§ **Testo di riferimento**
◆ ◆ ◆ ◆ ◆
Mentre parlavo, ho visto una lampadina
accendersi in uno dei procuratori,
che ha detto una cosa
che per me era evidente:
che ero cambiato
nonostante l'incarcerazione,
e non a causa di essa.
Era chiaro che i procuratori
non avevano pensato molto
a quello che ci accade con una condanna.
Ma, semplicemente
stando seduti in un'aula,
questi avvocati hanno iniziato
a capire che tenerci rinchiusi
non apportava benefici
né alla nostra comunità
né tantomeno a noi.
Verso la fine del corso,
i procuratori erano entusiasti
di sentire i nostri progetti
dopo la scarcerazione.
Ma non immaginavano
quanto sarebbe stato difficile.
Posso ancora vedere lo shock
sulla faccia di un'assistente procuratore
quando ha realizzato
che la carta d'identità provvisoria
che riceviamo una volta scarcerati
riporta che siamo appena stati
rilasciati dal carcere.
Non aveva pensato a quanti ostacoli
questo avrebbe creato
nel nostro reinserimento in società.
Ma ho anche potuto vedere
la sua empatia genuina
per la scelta che avremmo dovuto fare
tra tornare a casa
in un letto in un rifugio
o un divano nell'appartamento
affollato di un parente.
Quello che abbiamo appreso
in quell'aula ha aperto la strada
a delle raccomandazioni
politiche concrete.
Abbiamo presentato le nostre proposte
al commissario del Dipartimento
di Correzione di Stato
e al procuratore di Manhattan
alla nostra laurea che ha avuto luogo
in un gremito auditorium della Columbia.
In quanto squadra,
non avrei potuto immaginare
un modo più memorabile
per concludere
queste otto settimane insieme.
Dieci mesi dopo il mio rilascio,
mi sono ritrovato ancora una volta
in una strana stanza,
dov'ero stato invitato
dal capo della polizia di New York
per condividere il mio punto di vista
a un summit della polizia.
◆ ◆ ◆ ◆ ◆
§ **Elenco delle voci**
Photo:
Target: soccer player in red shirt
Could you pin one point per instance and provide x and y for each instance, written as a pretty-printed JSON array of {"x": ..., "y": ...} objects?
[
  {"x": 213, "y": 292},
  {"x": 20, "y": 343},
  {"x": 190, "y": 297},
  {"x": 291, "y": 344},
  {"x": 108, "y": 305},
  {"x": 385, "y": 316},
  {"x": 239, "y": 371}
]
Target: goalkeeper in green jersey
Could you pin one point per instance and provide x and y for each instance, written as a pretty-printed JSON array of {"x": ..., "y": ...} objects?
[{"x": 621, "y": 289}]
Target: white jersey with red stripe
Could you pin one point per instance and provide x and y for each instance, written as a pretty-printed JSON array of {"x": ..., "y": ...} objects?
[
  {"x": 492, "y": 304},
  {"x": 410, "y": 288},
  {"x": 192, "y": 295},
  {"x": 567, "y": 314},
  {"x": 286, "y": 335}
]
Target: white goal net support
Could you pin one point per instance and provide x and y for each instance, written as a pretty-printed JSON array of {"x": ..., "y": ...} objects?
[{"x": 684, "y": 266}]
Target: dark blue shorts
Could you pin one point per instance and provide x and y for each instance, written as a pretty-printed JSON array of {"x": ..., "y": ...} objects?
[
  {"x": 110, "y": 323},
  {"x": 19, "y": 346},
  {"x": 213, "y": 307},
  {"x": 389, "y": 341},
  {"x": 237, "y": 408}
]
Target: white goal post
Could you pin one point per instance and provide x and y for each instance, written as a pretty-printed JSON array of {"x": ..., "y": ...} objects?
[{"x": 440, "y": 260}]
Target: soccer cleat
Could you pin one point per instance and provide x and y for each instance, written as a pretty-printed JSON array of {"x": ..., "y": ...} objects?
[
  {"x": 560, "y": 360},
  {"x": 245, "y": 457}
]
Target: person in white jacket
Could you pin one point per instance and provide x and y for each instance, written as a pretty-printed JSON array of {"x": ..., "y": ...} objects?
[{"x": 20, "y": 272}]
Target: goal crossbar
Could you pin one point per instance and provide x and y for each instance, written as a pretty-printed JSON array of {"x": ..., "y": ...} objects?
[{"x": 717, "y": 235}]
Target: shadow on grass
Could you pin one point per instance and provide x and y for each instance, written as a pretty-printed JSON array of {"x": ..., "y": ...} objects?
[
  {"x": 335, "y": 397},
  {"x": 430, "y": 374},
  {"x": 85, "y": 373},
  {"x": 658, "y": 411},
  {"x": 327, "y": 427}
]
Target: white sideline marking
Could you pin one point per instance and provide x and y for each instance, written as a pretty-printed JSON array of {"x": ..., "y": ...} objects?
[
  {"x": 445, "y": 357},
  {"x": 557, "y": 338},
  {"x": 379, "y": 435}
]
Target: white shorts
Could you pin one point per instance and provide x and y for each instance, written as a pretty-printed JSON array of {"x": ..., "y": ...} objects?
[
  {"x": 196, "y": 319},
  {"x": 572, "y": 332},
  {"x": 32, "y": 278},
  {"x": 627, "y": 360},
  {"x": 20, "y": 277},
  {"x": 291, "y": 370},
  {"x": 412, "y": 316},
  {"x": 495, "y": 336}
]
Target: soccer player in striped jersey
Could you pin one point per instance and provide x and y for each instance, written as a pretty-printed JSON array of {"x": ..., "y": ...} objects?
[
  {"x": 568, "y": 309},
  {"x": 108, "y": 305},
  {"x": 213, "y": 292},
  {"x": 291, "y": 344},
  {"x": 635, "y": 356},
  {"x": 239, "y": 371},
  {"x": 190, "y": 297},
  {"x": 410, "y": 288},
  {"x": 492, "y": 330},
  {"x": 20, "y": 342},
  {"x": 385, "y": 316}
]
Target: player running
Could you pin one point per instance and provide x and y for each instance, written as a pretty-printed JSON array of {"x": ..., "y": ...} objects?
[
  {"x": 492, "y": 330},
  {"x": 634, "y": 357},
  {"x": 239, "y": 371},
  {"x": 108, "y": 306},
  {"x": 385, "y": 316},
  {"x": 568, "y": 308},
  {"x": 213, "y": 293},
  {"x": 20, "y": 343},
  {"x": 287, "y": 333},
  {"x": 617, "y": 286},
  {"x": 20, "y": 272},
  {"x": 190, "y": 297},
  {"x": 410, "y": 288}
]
◆ ◆ ◆ ◆ ◆
§ **Elenco dei compiti**
[A] Nel testo di riferimento, che cosa riporta la carta d'identità provvisoria ricevuta al momento della scarcerazione?
[B] Riprendi il testo di riferimento subito dopo la sua ultima frase e continualo.
Le voci non hanno alcun legame con il testo di riferimento.

§ **Risposte**
[A] Riporta che si è appena stati rilasciati dal carcere.

[B]
Mentre stavo tenendo il mio discorso,
ho scorto un viso famigliare
tra il pubblico.
Era il procuratore
che aveva seguito il mio caso.
Quando l'ho visto,
ho ripensato a quel giorno in tribunale
sette anni prima,
quando l'ho sentito suggerire
una lunga pena detentiva,
come se la mia giovane vita
non contasse nulla
e fosse priva di potenziale.
Solo che, stavolta,
le circostanze erano diverse.
Mi sono scrollato di dosso questi pensieri
e sono andato a stringergli la mano.
Sembrava felice di vedermi.
Sorpreso, ma felice.
Ha detto di essere fiero
di trovarsi in quella stanza con me
e abbiamo iniziato a parlare
di una collaborazione
per migliorare le condizioni
della nostra comunità.
Oggi,
porto tutte queste esperienze con me
mentre sviluppo il Comitato dei giovani
ambasciatori di giustizia alla Columbia,
che raggruppa giovani newyorkesi --
alcuni hanno già scontato una condanna,
altri frequentano ancora il liceo --
e funzionari cittadini.
In classe,
ognuno espone le proprie idee
su come migliorare le vite dei giovani
più vulnerabili della nostra città
prima che vengano giudicati
dal sistema giudiziario penale.
È possibile, se facciamo il nostro lavoro.
La nostra società e il nostro
sistema giudiziario ci hanno convinti
che possiamo rinchiudere i nostri problemi
ed evitare così le sfide sociali.
Ma non è così.
Immaginate per un attimo
un futuro in cui nessuno possa diventare
un procuratore,
un giudice,
un poliziotto
o un agente per la libertà vigilata
senza prima essersi seduto in un'aula
per apprendere da e relazionarsi con
le persone le cui vite
saranno nelle loro mani.
Sto facendo la mia parte
promuovendo il potere del dialogo
e il bisogno di collaborazione.
È per mezzo dell'istruzione
che raggiungeremo una verità
che è inclusiva e che ci unisce tutti
nel perseguimento della giustizia.
Nel mio caso, sono stati
un dialogo completamente nuovo
e un nuovo tipo di aula
a mostrarmi come sia la mia mentalità
che il nostro sistema giudiziario penale
possano cambiare.
Si dice "La verità ci renderà liberi",
ma io credo
siano piuttosto l'istruzione
e la comunicazione.
Grazie.
(Applausi)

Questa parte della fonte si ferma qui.